Quote the records from their beginning through the line containing "positive clicks: (415, 15)", both ends included, and reproduce that stretch character for character. Leave the pictures out.
┏━━
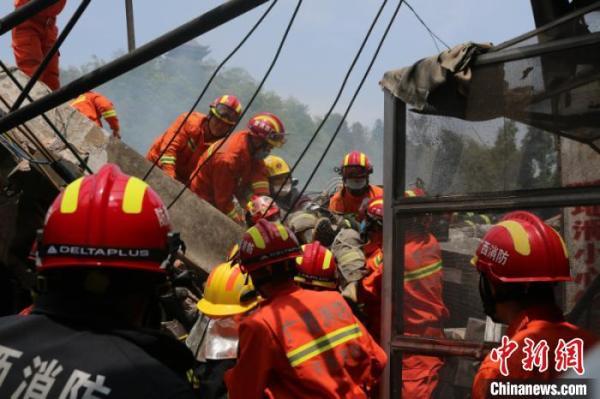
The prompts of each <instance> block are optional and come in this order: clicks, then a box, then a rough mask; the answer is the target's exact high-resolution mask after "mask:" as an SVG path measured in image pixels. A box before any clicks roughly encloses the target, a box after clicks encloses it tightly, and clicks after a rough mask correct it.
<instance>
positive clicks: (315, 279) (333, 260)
mask: <svg viewBox="0 0 600 399" xmlns="http://www.w3.org/2000/svg"><path fill="white" fill-rule="evenodd" d="M302 252H303V255H302V256H299V257H297V258H296V269H297V273H296V276H295V277H294V280H296V281H297V282H299V283H304V284H309V285H314V286H316V287H324V288H331V289H336V288H337V279H336V268H337V265H336V263H335V258H334V257H333V254H332V253H331V251H330V250H328V249H327V248H325V247H324V246H323V245H321V243H320V242H319V241H313V242H311V243H310V244H306V245H303V246H302Z"/></svg>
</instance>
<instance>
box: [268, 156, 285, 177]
mask: <svg viewBox="0 0 600 399" xmlns="http://www.w3.org/2000/svg"><path fill="white" fill-rule="evenodd" d="M265 165H266V166H267V170H268V171H269V177H275V176H279V175H285V174H287V173H290V166H289V165H288V164H287V162H285V161H284V160H283V158H281V157H278V156H277V155H269V156H267V157H266V158H265Z"/></svg>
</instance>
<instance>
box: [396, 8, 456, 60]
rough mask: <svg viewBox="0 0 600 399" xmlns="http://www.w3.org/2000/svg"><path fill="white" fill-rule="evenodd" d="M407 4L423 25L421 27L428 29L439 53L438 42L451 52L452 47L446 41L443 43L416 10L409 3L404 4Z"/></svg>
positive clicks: (415, 15)
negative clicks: (428, 25) (437, 44)
mask: <svg viewBox="0 0 600 399" xmlns="http://www.w3.org/2000/svg"><path fill="white" fill-rule="evenodd" d="M404 3H405V4H406V6H407V7H408V8H409V9H410V10H411V11H412V13H413V14H415V17H417V19H418V20H419V22H420V23H421V25H423V26H424V27H425V29H427V32H429V35H430V36H431V38H432V39H433V45H434V46H435V48H436V49H437V50H438V52H439V51H440V48H439V47H438V45H437V42H438V41H439V42H440V43H442V44H443V45H444V46H445V47H446V48H447V49H448V50H450V46H448V45H447V44H446V42H445V41H443V40H442V39H441V38H440V37H439V36H438V35H436V34H435V33H434V32H433V31H432V30H431V29H430V28H429V26H428V25H427V24H426V23H425V21H423V18H421V16H420V15H419V14H418V13H417V12H416V11H415V9H414V8H412V6H411V5H410V4H409V3H408V1H405V2H404Z"/></svg>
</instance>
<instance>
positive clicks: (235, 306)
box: [196, 262, 258, 317]
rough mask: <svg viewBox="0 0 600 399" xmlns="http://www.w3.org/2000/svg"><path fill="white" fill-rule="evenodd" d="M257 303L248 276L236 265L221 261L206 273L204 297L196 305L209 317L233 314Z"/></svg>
mask: <svg viewBox="0 0 600 399" xmlns="http://www.w3.org/2000/svg"><path fill="white" fill-rule="evenodd" d="M257 304H258V299H257V295H256V294H255V292H254V285H252V281H251V280H250V277H247V276H246V274H245V273H243V272H242V271H241V270H240V268H239V266H238V265H232V264H231V262H227V263H221V264H220V265H218V266H217V267H215V268H214V269H213V270H212V271H211V272H210V274H209V275H208V280H206V287H205V288H204V297H203V298H202V299H201V300H200V301H198V304H197V305H196V306H197V307H198V309H199V310H200V311H201V312H202V313H204V314H205V315H207V316H209V317H223V316H233V315H235V314H239V313H244V312H247V311H248V310H250V309H252V308H253V307H255V306H256V305H257Z"/></svg>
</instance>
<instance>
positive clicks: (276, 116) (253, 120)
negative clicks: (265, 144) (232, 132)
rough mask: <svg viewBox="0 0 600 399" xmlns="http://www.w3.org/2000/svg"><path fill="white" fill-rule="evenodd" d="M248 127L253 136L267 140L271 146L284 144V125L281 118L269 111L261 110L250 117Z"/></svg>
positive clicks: (275, 145) (284, 130)
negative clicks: (251, 117)
mask: <svg viewBox="0 0 600 399" xmlns="http://www.w3.org/2000/svg"><path fill="white" fill-rule="evenodd" d="M248 129H249V130H250V132H252V135H253V136H255V137H259V138H261V139H263V140H265V141H267V142H268V143H269V144H271V145H272V146H273V147H281V146H282V145H283V144H285V126H283V122H281V119H279V118H278V117H277V116H275V115H273V114H271V113H269V112H261V113H259V114H256V115H254V116H253V117H252V118H250V121H248Z"/></svg>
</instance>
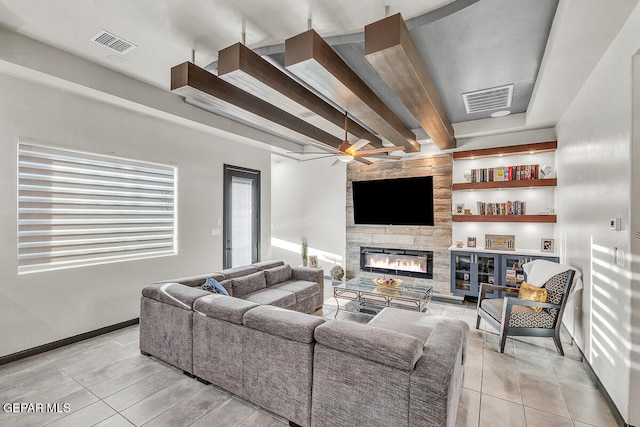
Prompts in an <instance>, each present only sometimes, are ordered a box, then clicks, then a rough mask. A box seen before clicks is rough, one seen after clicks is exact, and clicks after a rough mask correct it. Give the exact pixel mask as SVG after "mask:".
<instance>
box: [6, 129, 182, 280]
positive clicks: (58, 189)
mask: <svg viewBox="0 0 640 427" xmlns="http://www.w3.org/2000/svg"><path fill="white" fill-rule="evenodd" d="M17 163H18V274H26V273H35V272H41V271H50V270H58V269H64V268H77V267H83V266H88V265H96V264H105V263H112V262H122V261H131V260H139V259H145V258H155V257H162V256H172V255H176V254H177V247H178V246H177V209H176V207H177V167H176V166H175V165H170V164H162V163H156V162H148V161H140V160H134V159H128V158H123V157H116V156H112V155H104V154H98V153H89V152H84V151H77V150H70V149H67V148H62V147H59V146H53V145H51V144H44V143H38V142H34V141H33V140H31V139H24V138H20V139H19V140H18V162H17Z"/></svg>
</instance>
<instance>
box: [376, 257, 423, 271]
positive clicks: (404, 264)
mask: <svg viewBox="0 0 640 427" xmlns="http://www.w3.org/2000/svg"><path fill="white" fill-rule="evenodd" d="M366 267H372V268H386V269H389V270H402V271H417V272H420V273H426V272H427V268H426V266H425V265H423V264H421V263H419V262H415V261H413V260H407V259H402V258H396V259H389V257H388V256H387V257H385V258H384V259H376V258H374V257H371V258H369V260H368V262H367V264H366Z"/></svg>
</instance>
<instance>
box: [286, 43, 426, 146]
mask: <svg viewBox="0 0 640 427" xmlns="http://www.w3.org/2000/svg"><path fill="white" fill-rule="evenodd" d="M285 66H286V68H287V70H289V71H291V72H293V73H294V74H295V75H297V76H298V77H300V78H301V79H302V80H303V81H305V82H307V83H309V84H310V85H311V86H313V87H314V88H315V89H316V90H317V91H319V92H320V93H321V94H323V95H324V96H326V97H327V98H329V99H330V100H332V101H333V102H335V103H336V104H338V105H339V106H340V107H341V108H343V109H344V110H346V111H348V112H349V114H351V115H352V116H353V117H357V118H358V120H360V121H361V122H362V123H364V124H365V125H367V126H368V127H370V128H371V129H373V130H374V131H375V132H377V133H378V134H379V135H381V136H383V137H384V138H386V139H387V140H389V141H390V142H391V143H392V144H394V145H397V146H402V147H404V148H405V151H407V152H417V151H420V144H418V142H417V141H416V139H415V135H414V133H413V132H412V131H411V129H409V128H408V127H407V126H406V125H405V124H404V123H403V122H402V120H400V119H399V118H398V116H396V115H395V113H394V112H393V111H391V109H390V108H389V107H388V106H387V105H386V104H385V103H384V102H383V101H382V100H381V99H380V98H379V97H378V96H377V95H376V94H375V93H374V92H373V90H371V88H369V86H367V85H366V84H365V83H364V82H363V81H362V79H360V77H359V76H358V75H357V74H356V73H355V72H354V71H353V70H352V69H351V68H349V66H348V65H347V64H346V63H345V62H344V61H343V60H342V58H340V56H339V55H338V54H337V53H336V52H335V51H334V50H333V49H332V48H331V46H329V45H328V44H327V43H326V42H325V41H324V40H323V39H322V37H320V36H319V35H318V33H316V32H315V31H314V30H308V31H306V32H304V33H302V34H299V35H297V36H295V37H292V38H290V39H287V40H286V41H285Z"/></svg>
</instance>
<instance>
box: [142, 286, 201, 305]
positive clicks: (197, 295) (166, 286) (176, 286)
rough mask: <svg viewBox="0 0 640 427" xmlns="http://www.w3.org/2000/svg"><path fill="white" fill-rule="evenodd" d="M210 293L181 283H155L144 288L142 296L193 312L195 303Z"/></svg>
mask: <svg viewBox="0 0 640 427" xmlns="http://www.w3.org/2000/svg"><path fill="white" fill-rule="evenodd" d="M206 295H209V292H207V291H204V290H202V289H200V288H192V287H190V286H185V285H183V284H181V283H154V284H153V285H148V286H145V287H144V288H142V296H143V297H146V298H151V299H154V300H156V301H159V302H163V303H165V304H169V305H173V306H175V307H179V308H182V309H185V310H191V308H192V307H193V303H194V302H195V301H196V300H197V299H198V298H200V297H203V296H206Z"/></svg>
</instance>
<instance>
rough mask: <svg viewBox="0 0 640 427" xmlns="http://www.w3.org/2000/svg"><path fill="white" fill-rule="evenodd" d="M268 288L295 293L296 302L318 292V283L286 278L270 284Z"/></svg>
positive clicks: (310, 295) (318, 289)
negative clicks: (292, 292) (279, 282)
mask: <svg viewBox="0 0 640 427" xmlns="http://www.w3.org/2000/svg"><path fill="white" fill-rule="evenodd" d="M269 289H281V290H283V291H289V292H293V293H295V294H296V302H298V301H302V300H305V299H307V298H311V297H312V296H314V295H315V294H317V293H318V292H320V284H318V283H315V282H307V281H306V280H287V281H285V282H283V283H278V284H277V285H273V286H271V287H270V288H269Z"/></svg>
┗━━
* RESULT *
The prompts of each <instance> block are optional and come in this order: clicks, then a box, then a rough mask; the answer is the target's exact high-resolution mask after "mask:" as an SVG path measured in image pixels. A box before any clicks roughly encloses the target, a box after clicks encloses it tightly, and clicks after a rough mask correct it.
<instance>
positive clicks: (315, 279) (333, 260)
mask: <svg viewBox="0 0 600 399" xmlns="http://www.w3.org/2000/svg"><path fill="white" fill-rule="evenodd" d="M302 252H303V255H302V256H299V257H297V258H296V269H297V273H296V276H295V277H294V280H296V281H297V282H299V283H304V284H309V285H314V286H316V287H324V288H331V289H336V288H337V279H336V268H337V265H336V263H335V258H334V257H333V254H332V253H331V251H330V250H328V249H327V248H325V247H324V246H323V245H321V243H320V242H319V241H313V242H311V243H310V244H306V245H303V246H302Z"/></svg>
</instance>
<instance>
box: [268, 156, 285, 177]
mask: <svg viewBox="0 0 600 399" xmlns="http://www.w3.org/2000/svg"><path fill="white" fill-rule="evenodd" d="M265 165H266V166H267V170H268V171H269V177H275V176H279V175H285V174H287V173H290V166H289V165H288V164H287V162H285V161H284V160H283V158H281V157H278V156H277V155H269V156H267V157H266V158H265Z"/></svg>
</instance>
<instance>
box: [396, 8, 456, 60]
rough mask: <svg viewBox="0 0 600 399" xmlns="http://www.w3.org/2000/svg"><path fill="white" fill-rule="evenodd" d="M407 4L423 25L421 27L428 29L439 53L438 42L451 52L452 47L446 41L443 43L416 10L409 3L404 4Z"/></svg>
positive clicks: (415, 15)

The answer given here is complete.